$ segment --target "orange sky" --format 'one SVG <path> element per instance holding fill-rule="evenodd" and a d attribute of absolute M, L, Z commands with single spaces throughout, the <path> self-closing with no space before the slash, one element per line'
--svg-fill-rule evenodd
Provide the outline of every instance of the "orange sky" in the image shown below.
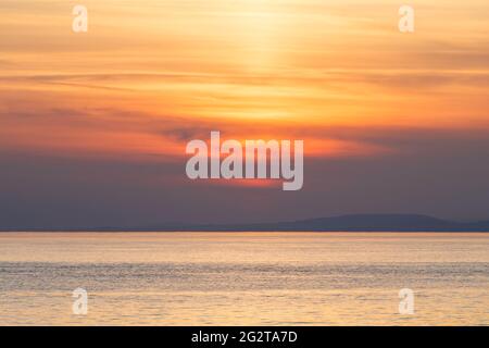
<path fill-rule="evenodd" d="M 72 1 L 0 4 L 3 149 L 179 157 L 215 129 L 369 156 L 374 129 L 488 126 L 487 0 L 413 1 L 414 34 L 387 0 L 80 3 L 87 34 Z"/>

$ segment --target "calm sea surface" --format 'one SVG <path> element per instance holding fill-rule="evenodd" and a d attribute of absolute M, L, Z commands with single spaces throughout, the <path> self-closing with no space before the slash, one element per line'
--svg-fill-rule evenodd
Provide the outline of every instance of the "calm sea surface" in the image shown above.
<path fill-rule="evenodd" d="M 487 325 L 489 234 L 0 233 L 0 324 Z"/>

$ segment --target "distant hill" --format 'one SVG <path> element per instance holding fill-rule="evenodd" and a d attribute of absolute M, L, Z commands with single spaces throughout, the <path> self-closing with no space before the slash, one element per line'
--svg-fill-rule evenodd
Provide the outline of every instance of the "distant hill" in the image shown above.
<path fill-rule="evenodd" d="M 87 232 L 489 232 L 489 221 L 454 222 L 416 214 L 356 214 L 262 224 L 161 224 L 131 227 L 3 228 Z"/>

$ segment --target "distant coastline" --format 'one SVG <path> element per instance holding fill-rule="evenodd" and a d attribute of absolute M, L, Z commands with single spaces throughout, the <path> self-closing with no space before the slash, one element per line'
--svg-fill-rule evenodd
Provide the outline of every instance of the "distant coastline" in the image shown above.
<path fill-rule="evenodd" d="M 147 226 L 0 227 L 0 232 L 489 232 L 489 221 L 455 222 L 418 214 L 351 214 L 253 224 L 163 223 Z"/>

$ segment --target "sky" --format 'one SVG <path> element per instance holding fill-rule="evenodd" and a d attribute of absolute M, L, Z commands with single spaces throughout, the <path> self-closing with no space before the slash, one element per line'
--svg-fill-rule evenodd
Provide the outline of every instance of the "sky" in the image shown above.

§ Your objective
Could you rewrite the lines from the start of the entries through the line containing "3 149 L 179", both ends included, as a numbered list? Skip blank lines and leave the pictures out.

§ Written response
1. $ segment --target "orange sky" --format 'one SVG <path> element per instance holding fill-rule="evenodd" and a d attribute of absolute M, L, Z commands with single spaces throughout, the <path> self-closing with no space before the slash, one element per line'
2. --svg-fill-rule evenodd
3. Provide the outline of every instance of the "orange sky" in the image shown below.
4. <path fill-rule="evenodd" d="M 72 1 L 0 4 L 3 149 L 179 157 L 215 129 L 369 156 L 374 129 L 488 126 L 487 0 L 413 1 L 414 34 L 387 0 L 80 3 L 87 34 Z"/>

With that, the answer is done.